── Exercise material

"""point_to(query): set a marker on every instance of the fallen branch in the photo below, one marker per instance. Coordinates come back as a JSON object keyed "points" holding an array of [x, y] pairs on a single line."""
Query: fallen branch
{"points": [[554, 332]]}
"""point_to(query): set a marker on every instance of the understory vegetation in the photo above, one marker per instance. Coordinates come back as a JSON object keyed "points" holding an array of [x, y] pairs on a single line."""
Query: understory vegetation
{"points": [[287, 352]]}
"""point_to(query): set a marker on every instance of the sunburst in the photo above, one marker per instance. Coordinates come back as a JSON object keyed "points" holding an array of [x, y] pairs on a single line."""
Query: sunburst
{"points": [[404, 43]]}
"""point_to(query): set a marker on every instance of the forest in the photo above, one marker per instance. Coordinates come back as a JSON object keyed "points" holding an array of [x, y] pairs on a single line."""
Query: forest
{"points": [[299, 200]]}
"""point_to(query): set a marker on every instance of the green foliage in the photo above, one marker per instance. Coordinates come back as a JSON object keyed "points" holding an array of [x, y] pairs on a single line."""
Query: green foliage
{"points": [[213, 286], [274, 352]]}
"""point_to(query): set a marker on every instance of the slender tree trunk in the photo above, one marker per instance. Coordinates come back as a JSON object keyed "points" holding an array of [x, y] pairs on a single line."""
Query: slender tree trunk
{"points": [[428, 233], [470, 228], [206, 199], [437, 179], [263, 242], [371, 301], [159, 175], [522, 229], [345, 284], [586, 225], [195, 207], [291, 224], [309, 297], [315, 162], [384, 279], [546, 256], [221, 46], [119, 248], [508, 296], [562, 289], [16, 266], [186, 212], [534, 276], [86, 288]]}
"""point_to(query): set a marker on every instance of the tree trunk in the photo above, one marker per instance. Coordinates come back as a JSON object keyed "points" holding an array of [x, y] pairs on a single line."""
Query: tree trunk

────

## Task prompt
Please render all of the rows above as a JSON list of strings, with one string for each line and blank lines left out.

## Correct result
[
  "\"\"\"point_to(query): set a marker on every instance of the fallen branch in the photo below, one marker per instance. Coordinates come back as a JSON object keyed \"points\" holding an array of [x, y] pairs on a single line.\"\"\"",
  "Query: fallen branch",
  "{\"points\": [[554, 332]]}",
  "\"\"\"point_to(query): set a marker on every instance of the understory vegetation in the photo above, one marker per instance. Coordinates come back as a JSON object keyed \"points\" holding an array of [x, y] pairs on a single line.\"\"\"",
  "Query: understory vegetation",
  "{\"points\": [[287, 352]]}",
  "\"\"\"point_to(query): set a marker on every instance of the sunburst in the photo above, one marker per instance. Coordinates come back as a JSON object keyed \"points\" holding an array of [x, y] pairs on a single line.\"\"\"",
  "Query: sunburst",
  "{\"points\": [[404, 43]]}",
  "\"\"\"point_to(query): set a marker on every instance of the forest in the photo above, one marker per instance. Coordinates come back as a JSON object keyed \"points\" holding an array of [x, y] pairs on a single line.\"\"\"",
  "Query: forest",
  "{\"points\": [[299, 200]]}",
  "\"\"\"point_to(query): set a marker on every instance of the green foliage in the photo above, one marker per instance. Coordinates come back as a JSON object keyed \"points\" holding an array of [x, y] pairs on a single line.\"\"\"",
  "Query: green foliage",
  "{\"points\": [[213, 286], [274, 352]]}",
  "\"\"\"point_to(query): set a marker on every instance of the slender tree trunk in the photo above, one marker per instance. Coordinates come back as a JSON object keyed \"points\" holding an array of [x, y] pairs on a single line.\"\"\"",
  "Query: slender tree trunk",
  "{\"points\": [[428, 233], [470, 228], [206, 199], [437, 179], [263, 242], [371, 301], [159, 175], [522, 229], [345, 284], [586, 225], [195, 207], [291, 224], [309, 297], [315, 162], [384, 279], [546, 256], [221, 46], [119, 248], [508, 296], [562, 289], [16, 266], [186, 212], [534, 276], [86, 288]]}",
  "\"\"\"point_to(query): set a marker on every instance of the tree trunk in the photo above, one marker per instance. Coordinates come back as a JSON object keyed \"points\" holding an array of [x, y] pairs on a single line.\"\"\"",
  "Query: tree trunk"
]